## [WHAT TO PRODUCE]
Reproduce the entries below without alteration, beginning with their first line and stopping after the line that contains "[215,192,228,206]", with both of these lines included.

## [ENTRIES SUPPLIED]
# # # # #

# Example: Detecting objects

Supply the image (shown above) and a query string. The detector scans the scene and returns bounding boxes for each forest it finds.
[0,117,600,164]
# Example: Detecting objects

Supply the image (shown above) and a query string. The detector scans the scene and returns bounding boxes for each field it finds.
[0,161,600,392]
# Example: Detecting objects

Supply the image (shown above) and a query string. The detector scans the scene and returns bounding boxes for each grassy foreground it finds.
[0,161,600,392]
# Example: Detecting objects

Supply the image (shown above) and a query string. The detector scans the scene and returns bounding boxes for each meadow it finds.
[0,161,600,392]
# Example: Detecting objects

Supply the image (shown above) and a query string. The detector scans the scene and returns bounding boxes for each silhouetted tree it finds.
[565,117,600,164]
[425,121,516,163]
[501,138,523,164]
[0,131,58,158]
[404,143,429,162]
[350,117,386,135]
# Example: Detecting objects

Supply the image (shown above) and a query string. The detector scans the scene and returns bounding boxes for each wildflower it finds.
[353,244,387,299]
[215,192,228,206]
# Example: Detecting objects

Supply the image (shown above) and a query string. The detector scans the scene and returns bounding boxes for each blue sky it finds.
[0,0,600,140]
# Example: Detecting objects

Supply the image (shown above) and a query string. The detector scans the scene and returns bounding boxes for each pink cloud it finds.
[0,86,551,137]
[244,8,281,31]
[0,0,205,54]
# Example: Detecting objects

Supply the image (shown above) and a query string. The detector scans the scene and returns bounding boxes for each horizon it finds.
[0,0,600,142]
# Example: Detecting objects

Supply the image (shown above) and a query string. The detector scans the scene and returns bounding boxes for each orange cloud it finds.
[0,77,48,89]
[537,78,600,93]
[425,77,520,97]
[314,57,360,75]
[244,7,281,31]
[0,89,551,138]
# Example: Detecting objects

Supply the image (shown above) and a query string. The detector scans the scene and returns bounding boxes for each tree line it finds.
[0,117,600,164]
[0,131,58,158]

# # # # #

## [SOLVED EXERCISE]
# Example: Detecting objects

Supply the image (shown above) and a query string. The detector scans the scene and returns bounding boxes for each forest it finds.
[0,117,600,164]
# Example: Detecting objects

Supply the image (shown above) and a query string. The detector scans the scene and returns bounding boxes for each field it finds.
[0,161,600,392]
# Example: Detecting objects

Supply the image (shown above) and a query string. The detector scans the scene and returns bounding boxes for each grassy foreground it finds.
[0,161,600,392]
# Example: Detecting objects

Supply the image (shown above) and a query string. The detector scans the scene and returns bounding boxes for each meadow it finds.
[0,161,600,392]
# Example: Detecting objects

Supply the image (shown above) and a query string. The detector scans the scene and returns bounding boxes for each silhouetted tree it finds.
[565,117,600,164]
[425,121,516,163]
[501,138,523,164]
[0,131,58,158]
[404,143,429,162]
[350,117,386,135]
# Example: Detecting objects

Supply the image (shown above) and a query string. The detector scans the scene and returns bounding boxes for each wildflower it finds.
[353,244,387,299]
[215,192,228,206]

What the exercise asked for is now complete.